> DATA PROVIDED
◆ ◆ ◆ ◆ ◆

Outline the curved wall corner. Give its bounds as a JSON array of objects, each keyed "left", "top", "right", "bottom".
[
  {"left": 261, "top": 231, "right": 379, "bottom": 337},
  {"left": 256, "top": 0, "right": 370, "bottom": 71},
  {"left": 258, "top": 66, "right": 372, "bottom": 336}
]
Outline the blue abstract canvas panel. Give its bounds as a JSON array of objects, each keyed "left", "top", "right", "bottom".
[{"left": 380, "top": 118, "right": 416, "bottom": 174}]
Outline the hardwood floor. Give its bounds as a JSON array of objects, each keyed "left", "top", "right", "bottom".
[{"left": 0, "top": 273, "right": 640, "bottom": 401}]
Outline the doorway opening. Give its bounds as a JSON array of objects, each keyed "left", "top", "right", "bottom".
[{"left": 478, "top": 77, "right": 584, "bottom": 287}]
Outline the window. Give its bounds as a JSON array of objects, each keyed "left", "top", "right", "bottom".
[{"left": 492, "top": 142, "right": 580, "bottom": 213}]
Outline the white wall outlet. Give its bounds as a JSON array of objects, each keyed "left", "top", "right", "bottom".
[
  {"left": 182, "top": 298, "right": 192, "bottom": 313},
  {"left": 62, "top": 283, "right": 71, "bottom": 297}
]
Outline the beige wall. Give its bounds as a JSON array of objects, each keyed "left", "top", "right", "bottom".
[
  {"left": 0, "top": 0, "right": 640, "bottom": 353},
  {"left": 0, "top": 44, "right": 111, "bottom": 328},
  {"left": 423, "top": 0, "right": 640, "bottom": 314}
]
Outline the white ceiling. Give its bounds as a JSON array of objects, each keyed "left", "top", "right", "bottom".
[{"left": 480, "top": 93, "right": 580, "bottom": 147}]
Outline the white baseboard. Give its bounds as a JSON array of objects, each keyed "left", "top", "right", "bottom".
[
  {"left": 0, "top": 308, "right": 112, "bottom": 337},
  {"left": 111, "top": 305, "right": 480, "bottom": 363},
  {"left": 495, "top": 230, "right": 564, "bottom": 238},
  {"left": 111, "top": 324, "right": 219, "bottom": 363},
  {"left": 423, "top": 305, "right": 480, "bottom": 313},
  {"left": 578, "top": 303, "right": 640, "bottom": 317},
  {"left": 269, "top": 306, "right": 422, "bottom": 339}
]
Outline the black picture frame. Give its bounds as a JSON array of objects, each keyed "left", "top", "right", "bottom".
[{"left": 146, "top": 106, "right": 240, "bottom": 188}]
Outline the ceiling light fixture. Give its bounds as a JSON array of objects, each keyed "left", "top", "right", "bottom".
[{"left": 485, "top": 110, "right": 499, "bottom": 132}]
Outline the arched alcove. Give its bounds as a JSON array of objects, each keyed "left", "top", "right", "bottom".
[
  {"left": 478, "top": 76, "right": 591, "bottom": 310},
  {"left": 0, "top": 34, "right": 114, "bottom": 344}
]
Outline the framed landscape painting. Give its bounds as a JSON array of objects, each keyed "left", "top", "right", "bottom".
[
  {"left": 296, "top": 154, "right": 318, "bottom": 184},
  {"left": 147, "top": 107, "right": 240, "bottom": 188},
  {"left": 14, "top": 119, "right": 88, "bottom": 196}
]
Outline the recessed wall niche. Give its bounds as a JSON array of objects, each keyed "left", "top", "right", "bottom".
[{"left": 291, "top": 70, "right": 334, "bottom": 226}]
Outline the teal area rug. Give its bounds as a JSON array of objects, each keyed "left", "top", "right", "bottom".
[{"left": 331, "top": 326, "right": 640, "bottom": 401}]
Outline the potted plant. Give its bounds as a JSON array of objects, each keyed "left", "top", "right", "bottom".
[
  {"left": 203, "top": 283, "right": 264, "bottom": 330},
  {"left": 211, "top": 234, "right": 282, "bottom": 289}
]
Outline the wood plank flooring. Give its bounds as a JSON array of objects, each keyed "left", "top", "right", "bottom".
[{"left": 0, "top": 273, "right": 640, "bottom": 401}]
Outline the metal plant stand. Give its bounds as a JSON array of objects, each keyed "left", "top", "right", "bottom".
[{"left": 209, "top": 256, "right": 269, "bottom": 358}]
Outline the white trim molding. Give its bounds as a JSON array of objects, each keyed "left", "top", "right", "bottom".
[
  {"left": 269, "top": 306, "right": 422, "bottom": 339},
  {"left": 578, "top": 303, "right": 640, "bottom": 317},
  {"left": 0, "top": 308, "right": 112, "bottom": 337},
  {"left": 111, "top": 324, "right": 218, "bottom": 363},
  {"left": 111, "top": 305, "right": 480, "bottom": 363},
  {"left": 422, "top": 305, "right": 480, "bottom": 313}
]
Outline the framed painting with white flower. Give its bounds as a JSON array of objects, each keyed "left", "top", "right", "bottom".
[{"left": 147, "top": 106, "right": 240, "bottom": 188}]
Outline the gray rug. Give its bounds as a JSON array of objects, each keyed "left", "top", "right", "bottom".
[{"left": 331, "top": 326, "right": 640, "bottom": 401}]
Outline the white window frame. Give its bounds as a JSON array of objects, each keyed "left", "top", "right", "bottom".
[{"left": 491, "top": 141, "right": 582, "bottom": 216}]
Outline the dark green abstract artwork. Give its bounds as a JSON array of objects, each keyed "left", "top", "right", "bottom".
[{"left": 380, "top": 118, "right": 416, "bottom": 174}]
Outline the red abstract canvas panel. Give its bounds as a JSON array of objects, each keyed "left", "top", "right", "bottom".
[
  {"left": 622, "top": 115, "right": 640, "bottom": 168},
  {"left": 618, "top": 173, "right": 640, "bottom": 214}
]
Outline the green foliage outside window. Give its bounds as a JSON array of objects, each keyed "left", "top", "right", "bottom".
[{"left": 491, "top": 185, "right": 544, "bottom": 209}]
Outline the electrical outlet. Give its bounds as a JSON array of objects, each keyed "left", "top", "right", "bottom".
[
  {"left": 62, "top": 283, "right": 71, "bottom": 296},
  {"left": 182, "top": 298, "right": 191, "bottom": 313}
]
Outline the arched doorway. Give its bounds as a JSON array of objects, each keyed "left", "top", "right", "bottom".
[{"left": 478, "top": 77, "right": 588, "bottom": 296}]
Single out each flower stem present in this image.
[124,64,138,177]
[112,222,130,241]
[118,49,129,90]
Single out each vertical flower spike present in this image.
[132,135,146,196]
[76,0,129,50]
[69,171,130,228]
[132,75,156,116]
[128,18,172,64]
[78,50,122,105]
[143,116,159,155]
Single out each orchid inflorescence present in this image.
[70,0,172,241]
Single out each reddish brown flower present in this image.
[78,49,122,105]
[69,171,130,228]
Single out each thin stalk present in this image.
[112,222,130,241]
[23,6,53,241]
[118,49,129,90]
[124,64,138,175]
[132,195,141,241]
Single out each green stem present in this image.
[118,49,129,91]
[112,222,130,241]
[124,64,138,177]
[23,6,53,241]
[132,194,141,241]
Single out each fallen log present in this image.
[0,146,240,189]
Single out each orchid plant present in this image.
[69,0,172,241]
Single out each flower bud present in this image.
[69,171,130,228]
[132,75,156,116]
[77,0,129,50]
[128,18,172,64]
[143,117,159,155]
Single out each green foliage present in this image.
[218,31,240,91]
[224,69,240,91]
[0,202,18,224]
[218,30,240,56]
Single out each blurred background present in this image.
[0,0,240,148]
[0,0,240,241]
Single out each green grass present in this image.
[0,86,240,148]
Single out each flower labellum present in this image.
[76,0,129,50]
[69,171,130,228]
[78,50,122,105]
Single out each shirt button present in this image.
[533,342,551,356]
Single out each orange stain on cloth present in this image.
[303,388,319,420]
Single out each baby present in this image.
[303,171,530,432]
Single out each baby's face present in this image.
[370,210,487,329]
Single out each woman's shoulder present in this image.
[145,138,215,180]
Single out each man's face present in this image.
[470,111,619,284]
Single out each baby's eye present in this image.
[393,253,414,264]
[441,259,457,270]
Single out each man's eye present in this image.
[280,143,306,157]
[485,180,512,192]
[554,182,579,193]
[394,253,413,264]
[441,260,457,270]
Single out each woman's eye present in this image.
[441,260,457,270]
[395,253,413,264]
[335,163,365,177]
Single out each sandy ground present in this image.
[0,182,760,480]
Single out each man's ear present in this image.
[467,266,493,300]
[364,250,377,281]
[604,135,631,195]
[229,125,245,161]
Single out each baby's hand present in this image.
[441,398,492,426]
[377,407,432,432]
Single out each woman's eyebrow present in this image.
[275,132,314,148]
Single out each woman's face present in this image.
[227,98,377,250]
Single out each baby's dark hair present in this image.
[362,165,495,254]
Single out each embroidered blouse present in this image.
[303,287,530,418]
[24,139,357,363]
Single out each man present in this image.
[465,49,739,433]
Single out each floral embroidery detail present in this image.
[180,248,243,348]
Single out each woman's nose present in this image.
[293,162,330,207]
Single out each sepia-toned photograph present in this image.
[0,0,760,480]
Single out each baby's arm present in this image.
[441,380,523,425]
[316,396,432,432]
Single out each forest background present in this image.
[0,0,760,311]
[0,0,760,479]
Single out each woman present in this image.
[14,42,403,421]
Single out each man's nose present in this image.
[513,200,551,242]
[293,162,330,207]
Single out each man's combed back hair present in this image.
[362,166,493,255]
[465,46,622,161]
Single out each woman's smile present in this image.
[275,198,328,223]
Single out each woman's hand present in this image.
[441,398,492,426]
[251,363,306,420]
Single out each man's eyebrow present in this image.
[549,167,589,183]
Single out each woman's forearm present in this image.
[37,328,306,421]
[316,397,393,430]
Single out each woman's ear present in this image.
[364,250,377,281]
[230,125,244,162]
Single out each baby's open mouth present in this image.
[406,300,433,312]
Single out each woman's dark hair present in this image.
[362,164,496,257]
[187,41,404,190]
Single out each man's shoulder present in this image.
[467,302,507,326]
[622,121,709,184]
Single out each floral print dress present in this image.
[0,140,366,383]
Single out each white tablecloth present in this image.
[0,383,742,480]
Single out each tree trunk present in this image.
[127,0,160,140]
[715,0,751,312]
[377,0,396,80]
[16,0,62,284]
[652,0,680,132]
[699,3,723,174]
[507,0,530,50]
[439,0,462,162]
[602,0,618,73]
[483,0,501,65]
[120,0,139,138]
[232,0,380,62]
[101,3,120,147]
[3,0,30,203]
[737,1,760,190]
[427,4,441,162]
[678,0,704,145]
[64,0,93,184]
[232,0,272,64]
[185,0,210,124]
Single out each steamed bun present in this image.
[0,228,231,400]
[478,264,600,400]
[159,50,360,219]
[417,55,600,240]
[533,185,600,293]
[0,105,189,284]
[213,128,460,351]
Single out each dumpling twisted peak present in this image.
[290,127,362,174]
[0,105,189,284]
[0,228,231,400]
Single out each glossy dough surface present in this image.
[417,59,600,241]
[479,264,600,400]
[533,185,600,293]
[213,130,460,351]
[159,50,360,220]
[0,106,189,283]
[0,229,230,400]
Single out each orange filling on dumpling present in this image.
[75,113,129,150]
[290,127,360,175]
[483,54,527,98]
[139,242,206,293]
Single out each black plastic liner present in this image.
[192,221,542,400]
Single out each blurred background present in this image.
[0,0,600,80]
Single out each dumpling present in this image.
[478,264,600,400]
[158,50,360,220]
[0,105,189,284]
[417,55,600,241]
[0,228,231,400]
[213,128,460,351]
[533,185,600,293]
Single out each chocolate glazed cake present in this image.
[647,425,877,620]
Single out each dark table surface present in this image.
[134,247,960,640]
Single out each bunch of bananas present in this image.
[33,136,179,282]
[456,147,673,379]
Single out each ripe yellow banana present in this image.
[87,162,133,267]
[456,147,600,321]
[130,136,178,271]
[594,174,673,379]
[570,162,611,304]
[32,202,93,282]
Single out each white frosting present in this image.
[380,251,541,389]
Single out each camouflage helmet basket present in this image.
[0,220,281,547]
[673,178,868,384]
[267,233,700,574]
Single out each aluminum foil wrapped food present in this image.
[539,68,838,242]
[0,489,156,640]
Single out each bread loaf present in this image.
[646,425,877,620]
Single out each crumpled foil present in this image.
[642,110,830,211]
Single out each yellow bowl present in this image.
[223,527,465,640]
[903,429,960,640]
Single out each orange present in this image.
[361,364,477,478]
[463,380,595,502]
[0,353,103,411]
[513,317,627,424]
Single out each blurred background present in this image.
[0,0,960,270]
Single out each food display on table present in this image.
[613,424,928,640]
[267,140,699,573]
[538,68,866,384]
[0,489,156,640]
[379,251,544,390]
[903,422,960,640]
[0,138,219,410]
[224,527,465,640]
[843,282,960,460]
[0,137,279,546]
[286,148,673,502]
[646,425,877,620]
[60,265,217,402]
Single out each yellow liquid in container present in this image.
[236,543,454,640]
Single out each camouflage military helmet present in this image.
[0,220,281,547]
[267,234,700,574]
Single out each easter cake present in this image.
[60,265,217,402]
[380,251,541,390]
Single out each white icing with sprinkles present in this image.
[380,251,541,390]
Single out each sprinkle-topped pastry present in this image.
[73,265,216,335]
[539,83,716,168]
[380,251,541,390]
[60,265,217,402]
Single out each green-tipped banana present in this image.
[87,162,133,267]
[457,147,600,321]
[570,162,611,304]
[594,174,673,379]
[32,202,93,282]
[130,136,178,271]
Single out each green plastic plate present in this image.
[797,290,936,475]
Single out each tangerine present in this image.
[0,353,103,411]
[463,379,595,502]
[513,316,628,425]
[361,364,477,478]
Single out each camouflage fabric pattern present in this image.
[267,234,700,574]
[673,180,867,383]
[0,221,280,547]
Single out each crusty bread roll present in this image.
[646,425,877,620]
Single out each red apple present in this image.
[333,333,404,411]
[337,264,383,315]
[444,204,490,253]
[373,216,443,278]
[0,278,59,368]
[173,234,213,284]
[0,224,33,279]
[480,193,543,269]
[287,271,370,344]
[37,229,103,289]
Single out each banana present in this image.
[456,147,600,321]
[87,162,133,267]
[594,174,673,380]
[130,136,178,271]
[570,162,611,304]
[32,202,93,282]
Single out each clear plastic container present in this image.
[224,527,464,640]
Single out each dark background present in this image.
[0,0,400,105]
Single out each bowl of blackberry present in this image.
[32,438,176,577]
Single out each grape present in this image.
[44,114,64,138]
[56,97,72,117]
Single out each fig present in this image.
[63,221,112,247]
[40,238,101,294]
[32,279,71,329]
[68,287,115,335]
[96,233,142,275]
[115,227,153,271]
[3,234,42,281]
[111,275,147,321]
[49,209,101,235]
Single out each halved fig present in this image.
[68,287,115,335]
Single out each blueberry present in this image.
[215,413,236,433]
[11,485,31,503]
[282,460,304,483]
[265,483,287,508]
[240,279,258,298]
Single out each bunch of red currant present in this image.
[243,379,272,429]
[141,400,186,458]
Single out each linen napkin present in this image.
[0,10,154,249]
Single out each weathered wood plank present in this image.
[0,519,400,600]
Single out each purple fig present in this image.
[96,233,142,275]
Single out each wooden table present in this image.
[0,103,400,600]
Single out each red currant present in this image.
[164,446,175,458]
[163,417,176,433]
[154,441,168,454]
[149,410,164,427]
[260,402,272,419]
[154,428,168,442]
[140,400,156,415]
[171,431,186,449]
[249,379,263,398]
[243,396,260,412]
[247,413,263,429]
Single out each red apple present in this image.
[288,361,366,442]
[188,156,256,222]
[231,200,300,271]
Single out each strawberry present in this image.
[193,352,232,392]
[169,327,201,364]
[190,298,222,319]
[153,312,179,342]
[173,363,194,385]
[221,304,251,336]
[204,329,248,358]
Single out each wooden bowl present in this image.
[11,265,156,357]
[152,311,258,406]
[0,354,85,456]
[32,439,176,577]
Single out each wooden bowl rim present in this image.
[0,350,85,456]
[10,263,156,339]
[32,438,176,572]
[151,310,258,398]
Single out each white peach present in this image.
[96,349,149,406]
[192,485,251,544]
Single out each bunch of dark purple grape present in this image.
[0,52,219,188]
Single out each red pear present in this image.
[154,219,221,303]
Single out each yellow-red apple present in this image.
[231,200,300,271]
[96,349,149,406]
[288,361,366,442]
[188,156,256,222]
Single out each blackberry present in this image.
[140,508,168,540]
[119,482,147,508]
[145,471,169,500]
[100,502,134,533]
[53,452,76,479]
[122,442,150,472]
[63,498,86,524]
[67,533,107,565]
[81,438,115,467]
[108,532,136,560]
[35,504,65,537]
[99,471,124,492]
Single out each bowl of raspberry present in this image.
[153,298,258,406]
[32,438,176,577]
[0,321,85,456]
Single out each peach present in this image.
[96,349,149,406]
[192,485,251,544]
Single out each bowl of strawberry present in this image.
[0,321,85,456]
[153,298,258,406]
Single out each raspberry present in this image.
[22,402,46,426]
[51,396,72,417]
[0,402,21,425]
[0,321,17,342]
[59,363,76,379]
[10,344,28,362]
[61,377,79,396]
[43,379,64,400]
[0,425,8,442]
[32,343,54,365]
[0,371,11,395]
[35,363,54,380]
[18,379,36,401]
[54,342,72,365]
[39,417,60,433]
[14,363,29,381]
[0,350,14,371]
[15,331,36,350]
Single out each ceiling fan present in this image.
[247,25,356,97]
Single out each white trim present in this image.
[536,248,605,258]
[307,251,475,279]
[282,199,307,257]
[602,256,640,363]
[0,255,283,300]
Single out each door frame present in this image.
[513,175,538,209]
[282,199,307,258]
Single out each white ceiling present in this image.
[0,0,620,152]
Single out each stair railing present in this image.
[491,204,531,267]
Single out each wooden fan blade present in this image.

◆ ◆ ◆ ◆ ◆

> YOUR INSTRUCTIONS
Lay out the lines as a JSON list of strings, one string per line and no blank lines. Begin at the line that has "Single out each red pear" and stop after the line that has "[0,255,283,300]", keeping both.

> ANSWER TO THE PROBLEM
[
  "Single out each red pear present in this image.",
  "[154,219,221,303]",
  "Single out each yellow-red apple present in this image.",
  "[231,200,300,271]",
  "[96,349,149,406]",
  "[288,361,366,442]",
  "[188,156,256,222]",
  "Single out each blackberry present in this image.",
  "[140,508,168,540]",
  "[119,482,147,508]",
  "[145,471,169,500]",
  "[100,502,134,533]",
  "[53,452,76,479]",
  "[122,442,150,472]",
  "[63,498,86,524]",
  "[67,533,107,565]",
  "[81,438,115,467]",
  "[108,532,136,560]",
  "[35,504,65,537]",
  "[99,471,124,492]",
  "Single out each bowl of raspberry present in this image.",
  "[153,298,258,406]",
  "[32,438,176,577]",
  "[0,321,85,456]",
  "Single out each peach present in this image.",
  "[96,349,149,406]",
  "[192,485,251,544]",
  "Single out each bowl of strawberry present in this image.",
  "[0,321,85,456]",
  "[153,298,258,406]",
  "Single out each raspberry present in this image.",
  "[22,402,46,426]",
  "[51,396,72,417]",
  "[0,402,21,425]",
  "[0,321,17,342]",
  "[59,363,76,379]",
  "[10,344,28,362]",
  "[61,377,79,396]",
  "[43,379,64,400]",
  "[0,425,8,442]",
  "[32,343,54,365]",
  "[0,371,11,395]",
  "[35,363,54,380]",
  "[18,379,36,401]",
  "[54,342,72,365]",
  "[39,417,60,433]",
  "[14,363,29,381]",
  "[0,350,14,371]",
  "[15,331,36,350]",
  "Single out each ceiling fan present in this image.",
  "[247,25,356,97]",
  "Single out each white trim present in this image.",
  "[536,248,605,258]",
  "[307,251,475,279]",
  "[282,199,307,257]",
  "[602,256,640,363]",
  "[0,255,283,300]"
]